* [Compito richiesto]: Prosegui la discussione del forum sui calciatori considerati bidoni, scrivendone il seguito dopo l'ultimo messaggio.

* [Brano da leggere]:
****

Vabbè, ovviamente parliamo dal punto di vista tecnico.
Economicamente poco ci importa, non ce li danno mica a noi i soldi


----------



## Djici (4 Novembre 2013)

Ronaldinho_89 ha scritto:


> Vabbè, ovviamente parliamo dal punto di vista tecnico.
> Economicamente poco ci importa, non ce li danno mica a noi i soldi



vero ma in quelli anni i soldi che abbiamo ricevuto per kluivert sono stati investiti (e bene direi).


----------



## Ronaldinho_89 (4 Novembre 2013)

Gekyn ha scritto:


> Come si chiamava quel difensore statunitense *****, che sta ancora cercando milito



Oguchiiiiiiiiiii Onyewu 

Epico il suo riferimento nella biografia di Ibra quando si picchiarono in allenamento :" Ci vollero dieci di loro per fermarci. Di solito quando davo un cazzotto ad uno lo buttavo subito a terra, ad Onyewu dati tanti cazzotti, lui no caduto a terra"


----------



## Albijol (4 Novembre 2013)

Ragazzi sette pagine e ci siamo dimenticati di Gianluca Sordo, bidone d'altri tempi!!!

****

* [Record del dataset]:
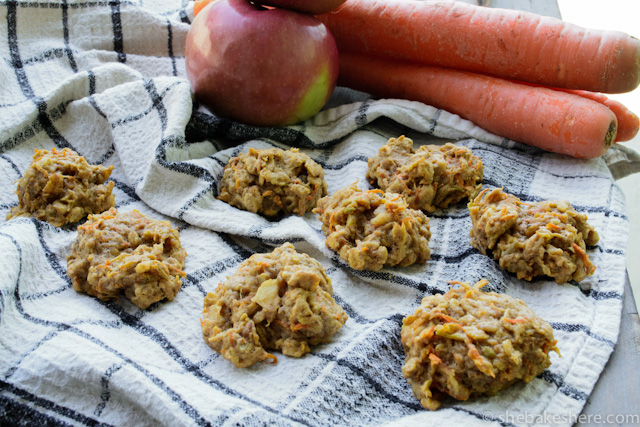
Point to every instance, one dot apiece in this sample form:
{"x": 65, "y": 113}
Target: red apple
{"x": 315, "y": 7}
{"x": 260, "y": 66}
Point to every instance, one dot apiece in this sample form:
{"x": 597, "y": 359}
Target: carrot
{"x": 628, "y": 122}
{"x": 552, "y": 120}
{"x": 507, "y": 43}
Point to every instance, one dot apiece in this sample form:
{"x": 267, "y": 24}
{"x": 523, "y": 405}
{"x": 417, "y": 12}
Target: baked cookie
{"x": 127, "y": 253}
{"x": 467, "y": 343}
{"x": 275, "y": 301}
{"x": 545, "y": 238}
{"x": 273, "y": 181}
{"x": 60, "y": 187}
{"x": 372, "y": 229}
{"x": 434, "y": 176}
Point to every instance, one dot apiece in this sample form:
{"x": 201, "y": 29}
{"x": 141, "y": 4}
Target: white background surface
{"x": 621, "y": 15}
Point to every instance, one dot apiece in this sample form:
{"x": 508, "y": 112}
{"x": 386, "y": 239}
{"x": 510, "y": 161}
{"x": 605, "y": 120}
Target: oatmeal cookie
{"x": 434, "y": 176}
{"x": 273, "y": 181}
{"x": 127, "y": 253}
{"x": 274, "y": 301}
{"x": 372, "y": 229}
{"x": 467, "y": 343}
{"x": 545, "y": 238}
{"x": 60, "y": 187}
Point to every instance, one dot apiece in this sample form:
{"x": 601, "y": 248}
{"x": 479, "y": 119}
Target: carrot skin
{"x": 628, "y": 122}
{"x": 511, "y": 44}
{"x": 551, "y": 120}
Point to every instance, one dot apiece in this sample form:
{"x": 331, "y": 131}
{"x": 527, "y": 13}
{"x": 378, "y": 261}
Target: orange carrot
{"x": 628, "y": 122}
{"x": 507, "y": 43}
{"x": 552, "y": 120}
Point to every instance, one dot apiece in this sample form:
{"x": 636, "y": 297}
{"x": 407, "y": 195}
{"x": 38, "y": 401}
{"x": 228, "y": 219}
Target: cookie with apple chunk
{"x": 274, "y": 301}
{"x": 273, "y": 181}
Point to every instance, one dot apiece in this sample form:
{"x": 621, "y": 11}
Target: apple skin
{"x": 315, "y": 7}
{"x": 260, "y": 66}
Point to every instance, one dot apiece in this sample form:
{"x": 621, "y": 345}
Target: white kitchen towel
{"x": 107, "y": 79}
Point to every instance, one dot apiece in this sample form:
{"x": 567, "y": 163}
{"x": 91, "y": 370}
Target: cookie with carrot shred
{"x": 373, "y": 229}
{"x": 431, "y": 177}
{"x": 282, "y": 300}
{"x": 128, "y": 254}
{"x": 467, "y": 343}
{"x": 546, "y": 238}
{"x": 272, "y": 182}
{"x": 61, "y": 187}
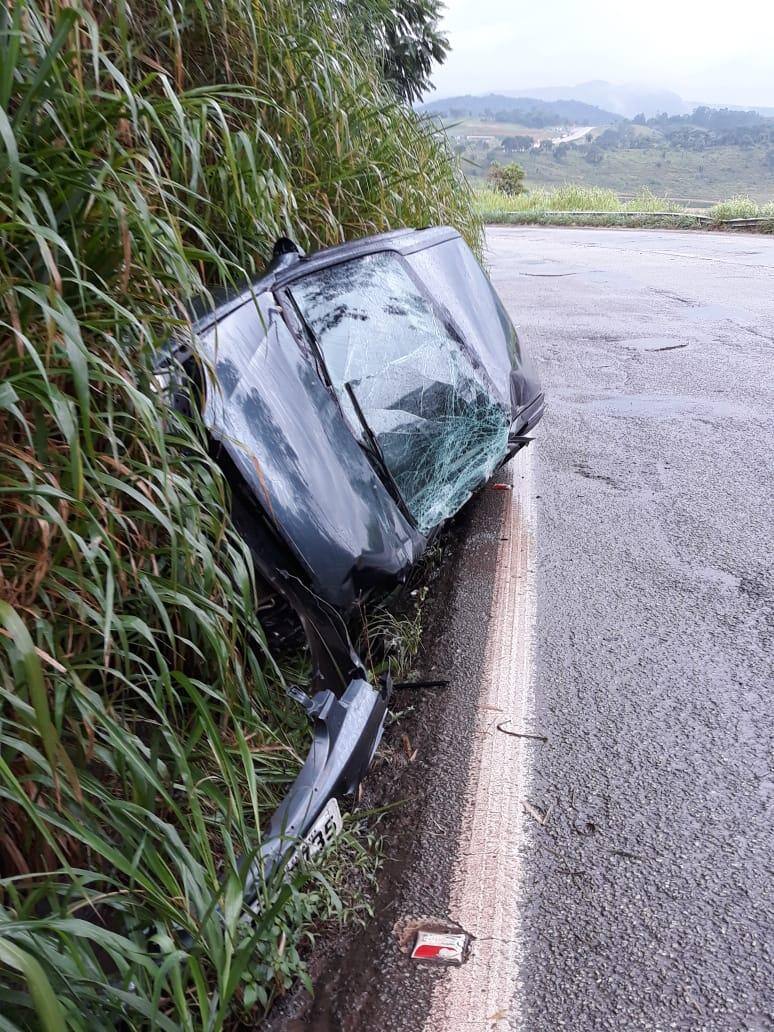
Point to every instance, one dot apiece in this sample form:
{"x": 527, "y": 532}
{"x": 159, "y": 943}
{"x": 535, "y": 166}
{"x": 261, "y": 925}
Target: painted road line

****

* [Risposta al compito]:
----------



## Fabriman94 (4 Novembre 2013)

Toglierei Maxi Lopez, che non merita assolutamente di stare lì. Non era un fenomeno, ma dava sempre il 100 per cento in campo a differenza di Matri.


----------



## Jino (4 Novembre 2013)

Se questo topic fosse fatto al puro scopo di creare un database di bidoni ci starebbe. Se è fatto per portare melma sul lavoro di Galliani in 27 anni mi lascia perplesso. Perplesso perchè qualsiasi dirigente che abbia avuto una decente carriera da uomo di sport porta con sè una lista da brividi, a mio avviso Galliani assieme a Moggi è stato uno di quelli con meno bidoni nella storia del calcio moderno.


----------



## Ronaldinho_89 (4 Novembre 2013)

Albijol ha scritto:


> Ragazzi sette pagine e ci siamo dimenticati di Gianluca Sordo, bidone d'altri tempi!!!



 Metto.
Tolgo Maxi Lopez!


----------



## Ronaldinho_89 (4 Novembre 2013)

Jino ha scritto:


> Se questo topic fosse fatto al puro scopo di creare un database di bidoni ci starebbe. Se è fatto per portare melma sul lavoro di Galliani in 27 anni mi lascia perplesso. Perplesso perchè qualsiasi dirigente che abbia avuto una decente carriera da uomo di sport porta con sè una lista da brividi, a mio avviso Galliani assieme a Moggi è stato uno di quelli con meno bidoni nella storia del calcio moderno.



E' puramente ironico


----------



## Stanis La Rochelle (4 Novembre 2013)

Manca il fratello cesso di Kakà, Digao


----------



## Ronaldinho_89 (4 Novembre 2013)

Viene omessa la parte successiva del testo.